## What is expected:
Using the records provided below, locate and copy each line that contains the word "aero".

[Given entries — start]

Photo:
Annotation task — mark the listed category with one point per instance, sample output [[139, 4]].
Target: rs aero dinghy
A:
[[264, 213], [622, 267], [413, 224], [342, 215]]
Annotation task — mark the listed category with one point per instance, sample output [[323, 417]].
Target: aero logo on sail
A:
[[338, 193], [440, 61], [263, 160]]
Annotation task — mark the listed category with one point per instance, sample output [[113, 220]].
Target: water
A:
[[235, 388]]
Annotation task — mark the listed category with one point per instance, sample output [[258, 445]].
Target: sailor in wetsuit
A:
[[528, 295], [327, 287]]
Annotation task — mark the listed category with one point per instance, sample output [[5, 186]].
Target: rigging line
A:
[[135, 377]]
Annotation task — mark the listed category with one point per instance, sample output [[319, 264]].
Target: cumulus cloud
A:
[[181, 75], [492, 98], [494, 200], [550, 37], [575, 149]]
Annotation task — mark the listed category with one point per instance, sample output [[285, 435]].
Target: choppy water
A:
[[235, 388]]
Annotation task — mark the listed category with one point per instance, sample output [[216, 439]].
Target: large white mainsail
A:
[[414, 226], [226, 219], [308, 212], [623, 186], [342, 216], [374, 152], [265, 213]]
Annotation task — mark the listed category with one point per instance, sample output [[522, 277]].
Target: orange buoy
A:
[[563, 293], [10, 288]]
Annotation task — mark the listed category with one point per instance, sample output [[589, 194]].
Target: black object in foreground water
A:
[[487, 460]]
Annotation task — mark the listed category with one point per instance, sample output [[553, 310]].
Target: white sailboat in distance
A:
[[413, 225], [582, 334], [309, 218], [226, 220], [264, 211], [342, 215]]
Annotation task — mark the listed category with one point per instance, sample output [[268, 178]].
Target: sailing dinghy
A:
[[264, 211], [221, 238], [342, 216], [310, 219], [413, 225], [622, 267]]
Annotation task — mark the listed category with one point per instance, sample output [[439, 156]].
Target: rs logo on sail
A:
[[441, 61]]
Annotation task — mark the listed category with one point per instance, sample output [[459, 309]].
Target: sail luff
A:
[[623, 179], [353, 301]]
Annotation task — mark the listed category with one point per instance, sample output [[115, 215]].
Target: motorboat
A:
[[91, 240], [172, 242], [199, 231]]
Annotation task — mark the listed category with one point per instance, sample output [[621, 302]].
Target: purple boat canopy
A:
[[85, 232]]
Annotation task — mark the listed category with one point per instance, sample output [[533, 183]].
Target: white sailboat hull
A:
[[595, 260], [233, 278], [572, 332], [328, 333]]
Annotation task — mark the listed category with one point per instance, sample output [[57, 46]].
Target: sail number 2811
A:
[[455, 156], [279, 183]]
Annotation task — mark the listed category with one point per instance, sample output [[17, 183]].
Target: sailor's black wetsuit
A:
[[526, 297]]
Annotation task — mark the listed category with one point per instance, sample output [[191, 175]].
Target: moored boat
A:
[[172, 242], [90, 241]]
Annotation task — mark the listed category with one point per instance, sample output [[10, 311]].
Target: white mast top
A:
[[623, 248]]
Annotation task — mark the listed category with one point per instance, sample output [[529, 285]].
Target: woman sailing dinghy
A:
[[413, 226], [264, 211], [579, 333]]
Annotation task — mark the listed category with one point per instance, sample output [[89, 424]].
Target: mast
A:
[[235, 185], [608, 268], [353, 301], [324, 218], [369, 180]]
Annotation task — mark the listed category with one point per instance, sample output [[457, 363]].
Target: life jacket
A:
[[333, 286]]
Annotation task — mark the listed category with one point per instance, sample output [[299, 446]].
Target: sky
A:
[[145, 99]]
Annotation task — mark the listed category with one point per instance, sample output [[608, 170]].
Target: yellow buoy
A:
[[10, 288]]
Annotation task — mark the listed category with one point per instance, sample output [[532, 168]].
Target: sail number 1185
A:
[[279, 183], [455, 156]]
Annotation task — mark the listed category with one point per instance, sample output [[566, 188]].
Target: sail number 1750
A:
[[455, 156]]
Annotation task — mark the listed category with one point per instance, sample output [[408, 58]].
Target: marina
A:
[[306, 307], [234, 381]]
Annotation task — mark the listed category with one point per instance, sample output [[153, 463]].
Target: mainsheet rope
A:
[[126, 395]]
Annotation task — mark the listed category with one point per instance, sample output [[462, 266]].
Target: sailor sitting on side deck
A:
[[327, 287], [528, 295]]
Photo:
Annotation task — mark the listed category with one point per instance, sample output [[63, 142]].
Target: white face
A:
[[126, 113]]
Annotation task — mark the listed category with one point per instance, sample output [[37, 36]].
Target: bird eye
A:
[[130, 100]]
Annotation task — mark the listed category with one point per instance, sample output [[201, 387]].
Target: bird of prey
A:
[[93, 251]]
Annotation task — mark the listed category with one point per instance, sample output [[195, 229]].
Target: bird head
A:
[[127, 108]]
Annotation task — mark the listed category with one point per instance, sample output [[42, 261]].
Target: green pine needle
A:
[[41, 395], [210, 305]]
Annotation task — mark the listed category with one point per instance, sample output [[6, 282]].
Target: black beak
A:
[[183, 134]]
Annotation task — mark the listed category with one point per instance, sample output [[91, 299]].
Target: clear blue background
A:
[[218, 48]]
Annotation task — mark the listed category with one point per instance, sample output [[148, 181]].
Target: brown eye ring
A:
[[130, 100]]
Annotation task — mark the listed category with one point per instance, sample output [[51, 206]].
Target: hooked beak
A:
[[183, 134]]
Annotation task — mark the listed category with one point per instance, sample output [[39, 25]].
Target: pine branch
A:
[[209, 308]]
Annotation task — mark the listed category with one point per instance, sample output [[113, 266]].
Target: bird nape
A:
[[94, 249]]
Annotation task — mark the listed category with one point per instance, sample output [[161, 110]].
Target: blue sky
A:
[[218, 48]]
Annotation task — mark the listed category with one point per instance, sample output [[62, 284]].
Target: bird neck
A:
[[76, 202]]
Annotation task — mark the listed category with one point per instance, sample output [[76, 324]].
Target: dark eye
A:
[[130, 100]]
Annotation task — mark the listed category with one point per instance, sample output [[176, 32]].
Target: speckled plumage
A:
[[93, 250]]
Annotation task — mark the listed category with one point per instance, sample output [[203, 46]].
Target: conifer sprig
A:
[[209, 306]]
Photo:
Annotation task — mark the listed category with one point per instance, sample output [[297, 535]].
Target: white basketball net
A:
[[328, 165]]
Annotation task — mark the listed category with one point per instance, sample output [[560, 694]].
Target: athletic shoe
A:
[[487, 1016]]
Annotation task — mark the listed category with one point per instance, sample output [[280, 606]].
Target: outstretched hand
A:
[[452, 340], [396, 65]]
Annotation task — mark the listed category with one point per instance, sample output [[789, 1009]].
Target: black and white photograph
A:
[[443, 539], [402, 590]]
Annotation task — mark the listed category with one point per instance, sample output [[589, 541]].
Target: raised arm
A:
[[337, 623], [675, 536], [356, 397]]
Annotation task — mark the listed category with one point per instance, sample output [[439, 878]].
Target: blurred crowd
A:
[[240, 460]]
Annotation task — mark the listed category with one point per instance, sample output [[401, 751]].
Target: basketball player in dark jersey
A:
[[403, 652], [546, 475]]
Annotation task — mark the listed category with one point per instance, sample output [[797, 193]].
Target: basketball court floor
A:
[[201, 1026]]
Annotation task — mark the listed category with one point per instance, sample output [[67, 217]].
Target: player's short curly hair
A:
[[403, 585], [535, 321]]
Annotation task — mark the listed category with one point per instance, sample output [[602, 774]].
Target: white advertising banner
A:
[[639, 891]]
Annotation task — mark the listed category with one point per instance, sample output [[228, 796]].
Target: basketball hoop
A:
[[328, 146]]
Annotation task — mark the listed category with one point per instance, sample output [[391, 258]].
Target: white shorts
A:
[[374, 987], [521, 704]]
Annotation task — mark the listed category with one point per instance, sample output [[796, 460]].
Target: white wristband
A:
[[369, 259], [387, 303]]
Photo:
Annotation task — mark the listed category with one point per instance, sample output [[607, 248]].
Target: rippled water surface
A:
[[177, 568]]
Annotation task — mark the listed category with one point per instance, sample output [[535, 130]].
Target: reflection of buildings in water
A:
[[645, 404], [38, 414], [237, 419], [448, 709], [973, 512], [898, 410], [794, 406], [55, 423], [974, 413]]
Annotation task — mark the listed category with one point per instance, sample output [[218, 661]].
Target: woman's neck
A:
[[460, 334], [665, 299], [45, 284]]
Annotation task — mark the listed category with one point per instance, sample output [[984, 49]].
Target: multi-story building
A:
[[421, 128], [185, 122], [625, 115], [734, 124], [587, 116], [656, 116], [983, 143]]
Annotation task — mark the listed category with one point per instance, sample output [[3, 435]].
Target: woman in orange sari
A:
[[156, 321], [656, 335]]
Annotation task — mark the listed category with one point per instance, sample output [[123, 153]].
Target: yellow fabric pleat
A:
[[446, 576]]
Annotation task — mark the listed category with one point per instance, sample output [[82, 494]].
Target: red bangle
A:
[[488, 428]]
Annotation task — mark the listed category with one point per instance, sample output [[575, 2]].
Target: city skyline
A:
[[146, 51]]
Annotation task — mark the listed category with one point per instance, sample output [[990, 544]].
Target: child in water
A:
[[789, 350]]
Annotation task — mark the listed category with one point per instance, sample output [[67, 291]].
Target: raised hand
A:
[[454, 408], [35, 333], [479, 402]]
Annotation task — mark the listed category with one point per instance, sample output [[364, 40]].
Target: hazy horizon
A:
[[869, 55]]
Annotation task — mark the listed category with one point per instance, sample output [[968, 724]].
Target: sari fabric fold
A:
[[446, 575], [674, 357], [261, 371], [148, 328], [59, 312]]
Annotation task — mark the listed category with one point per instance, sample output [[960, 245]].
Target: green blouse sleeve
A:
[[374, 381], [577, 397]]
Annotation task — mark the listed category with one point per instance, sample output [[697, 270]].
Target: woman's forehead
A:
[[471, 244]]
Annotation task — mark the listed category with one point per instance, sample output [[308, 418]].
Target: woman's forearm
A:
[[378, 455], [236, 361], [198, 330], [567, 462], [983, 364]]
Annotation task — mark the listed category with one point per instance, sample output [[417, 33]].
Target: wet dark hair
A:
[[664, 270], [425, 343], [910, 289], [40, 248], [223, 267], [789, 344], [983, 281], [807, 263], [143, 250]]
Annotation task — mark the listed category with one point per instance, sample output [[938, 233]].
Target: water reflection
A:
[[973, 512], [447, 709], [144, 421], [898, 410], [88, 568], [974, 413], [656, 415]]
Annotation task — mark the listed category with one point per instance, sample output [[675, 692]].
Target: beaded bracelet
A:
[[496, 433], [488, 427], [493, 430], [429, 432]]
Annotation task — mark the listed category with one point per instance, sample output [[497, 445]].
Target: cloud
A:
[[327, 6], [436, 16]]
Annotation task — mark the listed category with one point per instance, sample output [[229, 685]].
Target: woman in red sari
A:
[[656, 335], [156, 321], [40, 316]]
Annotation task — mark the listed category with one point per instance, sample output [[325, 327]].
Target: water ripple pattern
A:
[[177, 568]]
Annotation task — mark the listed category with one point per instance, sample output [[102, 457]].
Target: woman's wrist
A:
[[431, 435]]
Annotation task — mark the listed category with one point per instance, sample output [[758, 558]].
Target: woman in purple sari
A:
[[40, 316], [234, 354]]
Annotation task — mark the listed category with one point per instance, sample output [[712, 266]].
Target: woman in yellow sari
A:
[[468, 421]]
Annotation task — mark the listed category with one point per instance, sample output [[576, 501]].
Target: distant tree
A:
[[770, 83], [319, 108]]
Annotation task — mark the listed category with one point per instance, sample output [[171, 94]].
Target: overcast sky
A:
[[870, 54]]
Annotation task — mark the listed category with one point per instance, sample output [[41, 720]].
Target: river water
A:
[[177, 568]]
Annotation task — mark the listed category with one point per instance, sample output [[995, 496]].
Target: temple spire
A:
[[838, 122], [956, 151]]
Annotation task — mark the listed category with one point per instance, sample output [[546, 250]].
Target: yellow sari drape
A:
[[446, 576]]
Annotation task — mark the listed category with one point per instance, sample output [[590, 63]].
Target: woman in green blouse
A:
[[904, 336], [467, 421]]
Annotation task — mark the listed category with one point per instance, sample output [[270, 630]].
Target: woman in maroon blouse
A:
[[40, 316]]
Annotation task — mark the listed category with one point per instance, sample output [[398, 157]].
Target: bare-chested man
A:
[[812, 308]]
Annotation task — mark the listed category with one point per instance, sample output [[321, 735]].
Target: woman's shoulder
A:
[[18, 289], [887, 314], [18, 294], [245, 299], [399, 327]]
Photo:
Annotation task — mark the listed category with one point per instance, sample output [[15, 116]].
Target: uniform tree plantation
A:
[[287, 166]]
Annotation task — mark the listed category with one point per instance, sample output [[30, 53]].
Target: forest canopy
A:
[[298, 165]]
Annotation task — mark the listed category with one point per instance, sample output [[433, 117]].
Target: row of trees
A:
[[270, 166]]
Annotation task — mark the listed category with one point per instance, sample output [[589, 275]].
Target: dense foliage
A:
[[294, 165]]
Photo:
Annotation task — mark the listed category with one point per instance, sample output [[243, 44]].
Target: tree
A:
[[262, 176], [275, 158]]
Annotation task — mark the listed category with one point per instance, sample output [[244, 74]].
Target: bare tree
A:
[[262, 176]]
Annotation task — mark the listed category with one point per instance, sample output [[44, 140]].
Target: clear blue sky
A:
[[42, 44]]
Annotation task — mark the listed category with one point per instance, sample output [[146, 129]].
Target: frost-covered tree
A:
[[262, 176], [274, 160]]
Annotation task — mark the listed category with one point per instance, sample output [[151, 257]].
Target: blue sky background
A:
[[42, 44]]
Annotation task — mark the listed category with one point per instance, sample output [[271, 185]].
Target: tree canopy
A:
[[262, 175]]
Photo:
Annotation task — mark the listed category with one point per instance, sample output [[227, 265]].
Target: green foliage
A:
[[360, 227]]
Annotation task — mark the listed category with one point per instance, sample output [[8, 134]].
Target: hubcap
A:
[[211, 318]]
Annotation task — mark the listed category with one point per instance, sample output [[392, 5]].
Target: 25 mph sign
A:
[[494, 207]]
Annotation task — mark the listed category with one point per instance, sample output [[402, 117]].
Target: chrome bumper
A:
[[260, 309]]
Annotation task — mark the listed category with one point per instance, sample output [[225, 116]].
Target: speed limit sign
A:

[Given entries — finish]

## Response area:
Target: rs aero dinghy
Target: aero logo on sail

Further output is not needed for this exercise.